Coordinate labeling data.

****************

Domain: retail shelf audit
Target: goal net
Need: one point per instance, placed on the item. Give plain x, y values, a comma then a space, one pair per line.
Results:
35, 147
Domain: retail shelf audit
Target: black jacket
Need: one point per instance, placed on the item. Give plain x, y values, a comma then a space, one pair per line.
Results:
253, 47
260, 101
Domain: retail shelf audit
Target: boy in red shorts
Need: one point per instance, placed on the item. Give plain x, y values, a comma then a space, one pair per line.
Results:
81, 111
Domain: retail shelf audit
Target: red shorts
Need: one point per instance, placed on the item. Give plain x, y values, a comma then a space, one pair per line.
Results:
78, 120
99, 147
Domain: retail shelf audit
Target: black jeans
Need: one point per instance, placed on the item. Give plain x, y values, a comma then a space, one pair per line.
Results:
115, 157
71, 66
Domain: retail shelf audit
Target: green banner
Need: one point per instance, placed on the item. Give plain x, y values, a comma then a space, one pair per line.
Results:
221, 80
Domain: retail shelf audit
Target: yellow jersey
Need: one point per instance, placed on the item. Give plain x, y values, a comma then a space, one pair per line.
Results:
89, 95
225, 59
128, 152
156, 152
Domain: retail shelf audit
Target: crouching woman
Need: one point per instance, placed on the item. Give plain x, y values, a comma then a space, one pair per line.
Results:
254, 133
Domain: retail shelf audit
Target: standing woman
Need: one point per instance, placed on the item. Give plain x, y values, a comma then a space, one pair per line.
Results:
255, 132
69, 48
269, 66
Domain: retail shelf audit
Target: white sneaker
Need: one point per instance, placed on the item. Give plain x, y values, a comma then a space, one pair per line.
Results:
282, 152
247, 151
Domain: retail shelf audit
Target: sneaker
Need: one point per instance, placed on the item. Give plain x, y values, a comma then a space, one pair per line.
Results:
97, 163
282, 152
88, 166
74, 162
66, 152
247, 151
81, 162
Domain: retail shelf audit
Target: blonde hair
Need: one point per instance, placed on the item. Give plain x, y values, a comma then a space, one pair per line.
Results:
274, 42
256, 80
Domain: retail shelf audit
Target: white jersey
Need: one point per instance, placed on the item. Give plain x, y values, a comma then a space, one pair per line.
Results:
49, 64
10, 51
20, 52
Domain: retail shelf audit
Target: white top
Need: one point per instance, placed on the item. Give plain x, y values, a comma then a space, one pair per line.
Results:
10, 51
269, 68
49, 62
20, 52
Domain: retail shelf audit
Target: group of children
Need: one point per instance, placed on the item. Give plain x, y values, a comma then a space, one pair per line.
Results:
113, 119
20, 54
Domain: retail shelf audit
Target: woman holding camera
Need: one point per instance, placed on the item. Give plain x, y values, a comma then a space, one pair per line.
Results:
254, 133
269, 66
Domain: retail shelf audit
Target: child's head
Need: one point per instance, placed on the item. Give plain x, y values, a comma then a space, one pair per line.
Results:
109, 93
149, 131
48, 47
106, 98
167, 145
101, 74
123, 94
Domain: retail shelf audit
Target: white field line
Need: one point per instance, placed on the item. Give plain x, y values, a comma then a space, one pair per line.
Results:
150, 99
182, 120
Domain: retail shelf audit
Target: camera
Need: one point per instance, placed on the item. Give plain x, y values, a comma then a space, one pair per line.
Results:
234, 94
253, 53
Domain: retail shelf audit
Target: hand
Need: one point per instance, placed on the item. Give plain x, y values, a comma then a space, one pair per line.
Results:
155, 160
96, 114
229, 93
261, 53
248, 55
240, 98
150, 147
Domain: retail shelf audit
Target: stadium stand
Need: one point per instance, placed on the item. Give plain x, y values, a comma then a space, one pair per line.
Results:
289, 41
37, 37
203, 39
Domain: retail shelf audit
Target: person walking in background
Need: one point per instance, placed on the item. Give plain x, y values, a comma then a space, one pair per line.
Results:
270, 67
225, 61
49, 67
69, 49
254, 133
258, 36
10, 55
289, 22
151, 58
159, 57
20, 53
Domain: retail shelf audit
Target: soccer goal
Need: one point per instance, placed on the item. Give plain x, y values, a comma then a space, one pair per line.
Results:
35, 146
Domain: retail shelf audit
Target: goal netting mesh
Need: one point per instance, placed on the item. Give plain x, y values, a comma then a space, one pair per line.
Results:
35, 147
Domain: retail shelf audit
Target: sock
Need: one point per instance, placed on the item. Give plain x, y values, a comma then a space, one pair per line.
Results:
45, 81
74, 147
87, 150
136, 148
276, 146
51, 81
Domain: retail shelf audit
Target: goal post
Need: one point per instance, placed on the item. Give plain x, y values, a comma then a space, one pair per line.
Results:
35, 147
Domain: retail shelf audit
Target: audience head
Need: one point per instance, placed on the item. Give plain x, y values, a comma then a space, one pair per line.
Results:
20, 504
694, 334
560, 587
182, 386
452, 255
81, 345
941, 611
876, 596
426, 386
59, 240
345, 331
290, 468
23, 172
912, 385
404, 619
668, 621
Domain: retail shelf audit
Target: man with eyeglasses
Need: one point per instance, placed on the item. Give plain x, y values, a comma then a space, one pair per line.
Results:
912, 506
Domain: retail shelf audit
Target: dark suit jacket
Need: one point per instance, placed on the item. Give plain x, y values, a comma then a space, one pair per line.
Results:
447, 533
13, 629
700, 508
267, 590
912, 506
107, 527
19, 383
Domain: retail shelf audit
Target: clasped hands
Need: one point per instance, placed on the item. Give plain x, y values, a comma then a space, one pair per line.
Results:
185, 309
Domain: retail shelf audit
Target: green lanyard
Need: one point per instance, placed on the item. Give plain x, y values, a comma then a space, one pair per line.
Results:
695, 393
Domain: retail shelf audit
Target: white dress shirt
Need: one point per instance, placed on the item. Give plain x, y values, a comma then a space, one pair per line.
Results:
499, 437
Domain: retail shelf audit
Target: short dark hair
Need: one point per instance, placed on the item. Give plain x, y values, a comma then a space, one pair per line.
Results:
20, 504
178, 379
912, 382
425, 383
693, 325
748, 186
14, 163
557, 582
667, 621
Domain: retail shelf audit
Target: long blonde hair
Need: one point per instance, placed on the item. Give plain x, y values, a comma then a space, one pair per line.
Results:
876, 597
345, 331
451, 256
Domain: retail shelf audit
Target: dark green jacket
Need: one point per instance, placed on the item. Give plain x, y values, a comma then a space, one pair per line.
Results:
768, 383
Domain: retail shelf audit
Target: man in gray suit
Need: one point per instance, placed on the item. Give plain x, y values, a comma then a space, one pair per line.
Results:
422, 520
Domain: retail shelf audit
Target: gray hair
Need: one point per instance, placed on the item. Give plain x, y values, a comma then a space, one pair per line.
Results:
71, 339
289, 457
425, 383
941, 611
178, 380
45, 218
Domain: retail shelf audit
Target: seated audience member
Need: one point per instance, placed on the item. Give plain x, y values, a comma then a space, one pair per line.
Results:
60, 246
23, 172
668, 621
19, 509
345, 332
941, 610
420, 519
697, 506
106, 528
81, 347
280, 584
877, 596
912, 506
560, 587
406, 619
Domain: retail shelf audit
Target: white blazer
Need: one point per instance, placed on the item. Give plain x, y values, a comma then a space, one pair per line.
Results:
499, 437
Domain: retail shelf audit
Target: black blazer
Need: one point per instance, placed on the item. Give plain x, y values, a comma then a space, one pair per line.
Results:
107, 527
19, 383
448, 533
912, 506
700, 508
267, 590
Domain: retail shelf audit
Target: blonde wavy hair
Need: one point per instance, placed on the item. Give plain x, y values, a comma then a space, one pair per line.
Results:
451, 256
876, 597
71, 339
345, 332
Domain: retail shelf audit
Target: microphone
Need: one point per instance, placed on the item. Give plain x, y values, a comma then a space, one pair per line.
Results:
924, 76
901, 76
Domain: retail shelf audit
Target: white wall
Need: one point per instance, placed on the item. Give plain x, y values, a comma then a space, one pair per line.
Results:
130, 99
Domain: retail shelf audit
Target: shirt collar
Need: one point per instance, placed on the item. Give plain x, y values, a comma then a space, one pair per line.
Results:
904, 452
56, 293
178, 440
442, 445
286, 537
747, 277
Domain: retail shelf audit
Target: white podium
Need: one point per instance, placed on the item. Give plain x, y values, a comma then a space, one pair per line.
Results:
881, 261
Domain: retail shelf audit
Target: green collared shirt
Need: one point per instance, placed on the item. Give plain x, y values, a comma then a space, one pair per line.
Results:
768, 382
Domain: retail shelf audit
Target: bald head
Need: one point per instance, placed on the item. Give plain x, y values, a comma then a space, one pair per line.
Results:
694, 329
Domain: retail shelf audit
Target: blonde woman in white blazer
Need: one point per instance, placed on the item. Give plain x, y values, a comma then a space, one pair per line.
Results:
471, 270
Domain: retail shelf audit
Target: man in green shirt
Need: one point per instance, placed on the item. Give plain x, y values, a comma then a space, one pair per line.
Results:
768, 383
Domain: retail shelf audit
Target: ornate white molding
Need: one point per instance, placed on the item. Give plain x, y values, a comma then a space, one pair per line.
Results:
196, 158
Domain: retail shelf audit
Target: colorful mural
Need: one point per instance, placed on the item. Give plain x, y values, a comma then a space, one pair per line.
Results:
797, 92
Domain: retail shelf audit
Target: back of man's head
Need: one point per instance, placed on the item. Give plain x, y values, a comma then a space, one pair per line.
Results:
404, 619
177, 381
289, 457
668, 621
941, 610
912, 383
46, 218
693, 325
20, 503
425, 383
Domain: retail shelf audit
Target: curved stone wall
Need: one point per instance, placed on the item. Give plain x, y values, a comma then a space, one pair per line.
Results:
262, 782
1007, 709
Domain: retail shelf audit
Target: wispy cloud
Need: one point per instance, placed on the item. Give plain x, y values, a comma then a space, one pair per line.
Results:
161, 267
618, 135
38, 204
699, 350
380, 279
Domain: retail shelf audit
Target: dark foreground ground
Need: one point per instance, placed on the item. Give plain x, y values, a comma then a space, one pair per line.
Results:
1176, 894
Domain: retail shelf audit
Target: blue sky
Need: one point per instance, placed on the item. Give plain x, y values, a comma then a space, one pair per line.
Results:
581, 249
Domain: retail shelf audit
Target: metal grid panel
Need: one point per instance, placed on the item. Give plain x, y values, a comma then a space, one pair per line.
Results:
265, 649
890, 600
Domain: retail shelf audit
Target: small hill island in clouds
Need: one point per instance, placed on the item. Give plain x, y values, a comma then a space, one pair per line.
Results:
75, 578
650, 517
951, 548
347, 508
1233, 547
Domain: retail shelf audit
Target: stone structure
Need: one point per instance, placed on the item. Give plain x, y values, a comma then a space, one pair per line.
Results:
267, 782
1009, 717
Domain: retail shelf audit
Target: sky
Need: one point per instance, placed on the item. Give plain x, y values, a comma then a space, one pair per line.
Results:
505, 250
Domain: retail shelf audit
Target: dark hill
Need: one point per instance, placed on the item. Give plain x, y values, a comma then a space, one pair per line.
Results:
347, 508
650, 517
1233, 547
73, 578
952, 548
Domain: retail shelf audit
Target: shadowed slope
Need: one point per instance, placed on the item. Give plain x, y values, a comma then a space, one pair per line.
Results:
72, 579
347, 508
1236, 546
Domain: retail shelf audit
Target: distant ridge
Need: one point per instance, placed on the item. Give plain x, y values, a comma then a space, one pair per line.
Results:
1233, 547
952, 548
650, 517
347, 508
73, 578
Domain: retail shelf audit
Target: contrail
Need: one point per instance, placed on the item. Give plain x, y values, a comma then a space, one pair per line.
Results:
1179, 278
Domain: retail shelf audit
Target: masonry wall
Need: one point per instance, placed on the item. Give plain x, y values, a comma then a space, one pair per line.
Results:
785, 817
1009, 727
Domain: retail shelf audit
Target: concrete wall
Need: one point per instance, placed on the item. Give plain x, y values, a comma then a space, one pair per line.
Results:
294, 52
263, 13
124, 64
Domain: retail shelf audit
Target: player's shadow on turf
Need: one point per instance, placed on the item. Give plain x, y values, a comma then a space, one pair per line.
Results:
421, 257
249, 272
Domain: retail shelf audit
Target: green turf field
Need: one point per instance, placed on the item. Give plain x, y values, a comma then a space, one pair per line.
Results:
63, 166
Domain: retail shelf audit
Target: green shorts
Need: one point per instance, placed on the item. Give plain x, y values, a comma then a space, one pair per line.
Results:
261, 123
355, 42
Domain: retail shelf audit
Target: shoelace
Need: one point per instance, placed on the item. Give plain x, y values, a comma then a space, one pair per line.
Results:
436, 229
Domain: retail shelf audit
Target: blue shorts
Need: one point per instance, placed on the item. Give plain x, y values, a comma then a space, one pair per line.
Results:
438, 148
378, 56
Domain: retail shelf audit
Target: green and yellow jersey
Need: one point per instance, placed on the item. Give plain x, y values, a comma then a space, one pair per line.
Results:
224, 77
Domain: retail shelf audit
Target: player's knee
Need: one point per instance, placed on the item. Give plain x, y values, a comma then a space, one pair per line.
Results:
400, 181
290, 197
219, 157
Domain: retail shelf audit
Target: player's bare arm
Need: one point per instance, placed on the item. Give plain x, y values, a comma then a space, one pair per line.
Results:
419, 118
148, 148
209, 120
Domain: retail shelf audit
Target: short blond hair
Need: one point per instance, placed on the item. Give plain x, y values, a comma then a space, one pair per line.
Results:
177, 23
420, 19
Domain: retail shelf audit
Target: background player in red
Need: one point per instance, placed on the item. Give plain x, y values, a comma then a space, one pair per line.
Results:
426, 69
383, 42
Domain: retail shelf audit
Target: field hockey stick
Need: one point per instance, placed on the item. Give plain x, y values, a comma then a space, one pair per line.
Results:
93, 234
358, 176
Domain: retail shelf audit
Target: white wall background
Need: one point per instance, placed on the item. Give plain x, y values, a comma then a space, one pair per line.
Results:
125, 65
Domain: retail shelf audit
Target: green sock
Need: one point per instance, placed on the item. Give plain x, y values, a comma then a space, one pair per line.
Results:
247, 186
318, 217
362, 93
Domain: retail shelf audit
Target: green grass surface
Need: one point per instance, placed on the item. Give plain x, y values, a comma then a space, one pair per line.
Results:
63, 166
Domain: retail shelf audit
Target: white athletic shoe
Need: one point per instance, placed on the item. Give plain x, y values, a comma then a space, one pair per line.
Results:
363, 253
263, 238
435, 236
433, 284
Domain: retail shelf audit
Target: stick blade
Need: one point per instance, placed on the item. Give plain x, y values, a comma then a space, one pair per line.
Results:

****************

Exercise description. Tally the lines above that contain the string "jersey", treating uppercase and lowercase as different. Reply with the number only.

Output below. 3